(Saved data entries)
##############################
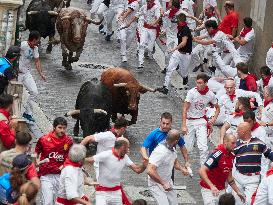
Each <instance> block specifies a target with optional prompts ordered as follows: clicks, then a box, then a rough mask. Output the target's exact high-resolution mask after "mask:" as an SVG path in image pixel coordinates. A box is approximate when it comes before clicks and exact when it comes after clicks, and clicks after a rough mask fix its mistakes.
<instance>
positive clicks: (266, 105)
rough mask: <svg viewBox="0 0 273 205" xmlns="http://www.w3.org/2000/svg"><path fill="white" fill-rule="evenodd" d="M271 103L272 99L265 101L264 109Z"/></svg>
mask: <svg viewBox="0 0 273 205" xmlns="http://www.w3.org/2000/svg"><path fill="white" fill-rule="evenodd" d="M271 102H273V98H271V99H270V100H264V107H266V106H267V105H268V104H269V103H271Z"/></svg>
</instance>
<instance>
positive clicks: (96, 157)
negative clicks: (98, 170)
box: [86, 137, 148, 205]
mask: <svg viewBox="0 0 273 205" xmlns="http://www.w3.org/2000/svg"><path fill="white" fill-rule="evenodd" d="M129 146H130V143H129V141H128V140H127V139H126V138H123V137H120V138H118V139H117V140H116V141H115V145H114V148H113V149H112V150H107V151H103V152H101V153H99V154H97V155H95V156H93V157H89V158H87V159H86V162H88V163H91V164H93V163H94V162H97V163H99V176H98V179H97V181H98V183H99V185H98V186H96V204H97V205H108V204H109V205H110V204H111V205H112V204H113V205H120V204H123V203H122V202H123V201H128V198H127V197H126V195H125V194H124V192H123V191H122V187H121V176H122V175H121V172H122V170H123V168H124V167H125V166H127V167H129V168H130V169H132V170H133V171H134V172H136V173H138V174H139V173H142V172H143V171H144V170H145V168H146V166H147V164H148V161H147V160H143V162H142V165H136V164H135V163H133V162H132V161H131V159H130V158H129V157H128V155H127V153H128V151H129ZM124 203H125V202H124Z"/></svg>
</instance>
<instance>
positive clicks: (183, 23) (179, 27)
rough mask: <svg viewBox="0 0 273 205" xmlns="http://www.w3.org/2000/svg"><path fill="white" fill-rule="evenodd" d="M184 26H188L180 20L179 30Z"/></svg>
mask: <svg viewBox="0 0 273 205" xmlns="http://www.w3.org/2000/svg"><path fill="white" fill-rule="evenodd" d="M184 26H187V23H186V22H179V23H177V29H178V30H179V29H181V28H183V27H184Z"/></svg>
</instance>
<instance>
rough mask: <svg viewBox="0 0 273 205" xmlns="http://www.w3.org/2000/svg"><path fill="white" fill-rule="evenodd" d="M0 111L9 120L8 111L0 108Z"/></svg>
mask: <svg viewBox="0 0 273 205" xmlns="http://www.w3.org/2000/svg"><path fill="white" fill-rule="evenodd" d="M0 112H1V113H2V114H3V115H5V117H6V118H7V119H8V120H9V117H10V114H9V112H8V111H6V110H4V109H0Z"/></svg>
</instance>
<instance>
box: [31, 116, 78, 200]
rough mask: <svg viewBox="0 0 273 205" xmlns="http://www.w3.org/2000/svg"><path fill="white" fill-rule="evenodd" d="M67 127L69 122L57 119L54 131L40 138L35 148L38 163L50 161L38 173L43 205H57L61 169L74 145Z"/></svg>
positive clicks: (40, 165)
mask: <svg viewBox="0 0 273 205" xmlns="http://www.w3.org/2000/svg"><path fill="white" fill-rule="evenodd" d="M66 127H67V121H66V120H65V119H64V118H63V117H57V118H56V119H55V120H54V122H53V131H51V132H49V133H48V134H46V135H44V136H42V137H41V138H39V140H38V142H37V144H36V147H35V153H36V163H37V164H38V163H39V161H41V160H46V159H47V161H48V162H46V163H43V164H42V165H40V167H39V172H38V175H39V176H40V180H41V201H42V204H43V205H52V204H54V203H55V199H56V194H57V193H58V189H59V179H60V173H61V168H62V166H63V163H64V161H65V159H66V158H67V156H68V152H69V148H70V147H71V146H72V144H73V141H72V139H71V137H69V136H68V135H66Z"/></svg>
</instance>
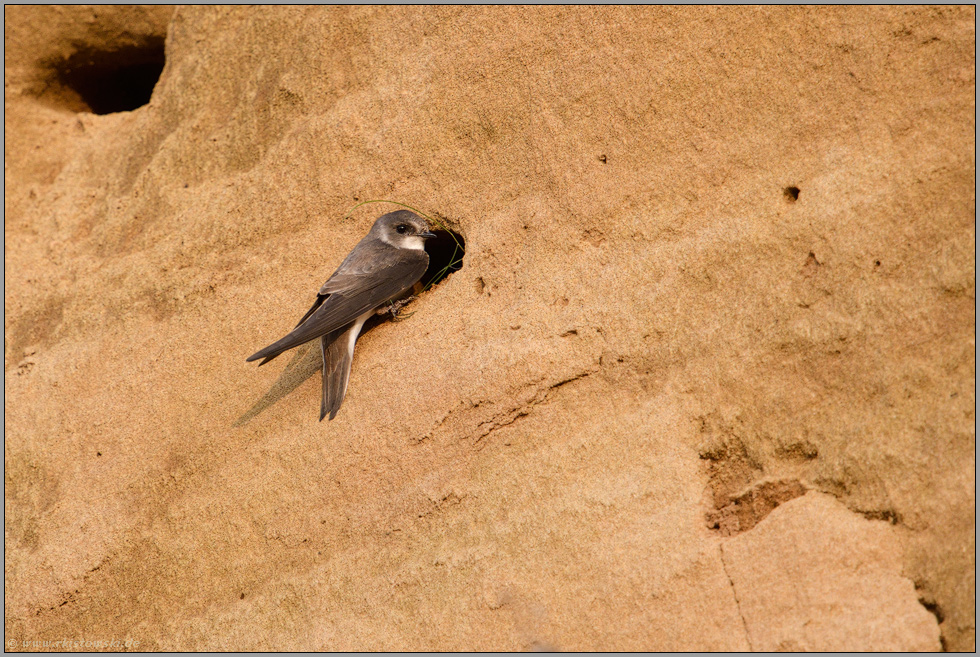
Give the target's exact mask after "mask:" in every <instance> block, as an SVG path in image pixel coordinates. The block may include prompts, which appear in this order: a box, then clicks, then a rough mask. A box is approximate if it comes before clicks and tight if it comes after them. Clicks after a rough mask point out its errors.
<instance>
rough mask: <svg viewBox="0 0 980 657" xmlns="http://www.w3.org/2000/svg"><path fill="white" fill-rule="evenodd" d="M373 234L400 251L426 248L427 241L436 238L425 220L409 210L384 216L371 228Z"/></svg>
mask: <svg viewBox="0 0 980 657" xmlns="http://www.w3.org/2000/svg"><path fill="white" fill-rule="evenodd" d="M371 234H372V235H373V236H374V237H376V238H378V239H380V240H381V241H383V242H387V243H388V244H390V245H392V246H394V247H396V248H399V249H417V250H419V251H421V250H423V249H424V248H425V240H427V239H429V238H430V237H435V233H433V232H432V231H431V230H429V224H427V223H426V222H425V219H423V218H422V217H420V216H418V215H417V214H415V213H414V212H409V211H408V210H398V211H396V212H389V213H388V214H386V215H382V216H381V217H380V218H379V219H378V220H377V221H375V222H374V226H373V227H372V228H371Z"/></svg>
##############################
TASK REQUIREMENTS: Every line above from the line with "positive clicks: (266, 105)" to the line with "negative clicks: (98, 170)" is wanted, ends included; write them out exactly and add no other line.

ANSWER FOR THE TASK:
positive clicks: (266, 105)
rough mask: <svg viewBox="0 0 273 205" xmlns="http://www.w3.org/2000/svg"><path fill="white" fill-rule="evenodd" d="M271 103L272 99L265 101L264 109Z"/></svg>
mask: <svg viewBox="0 0 273 205" xmlns="http://www.w3.org/2000/svg"><path fill="white" fill-rule="evenodd" d="M271 102H273V98H271V99H270V100H264V107H266V106H267V105H268V104H269V103H271Z"/></svg>
</instance>
<instance>
positive clicks: (96, 157)
negative clicks: (98, 170)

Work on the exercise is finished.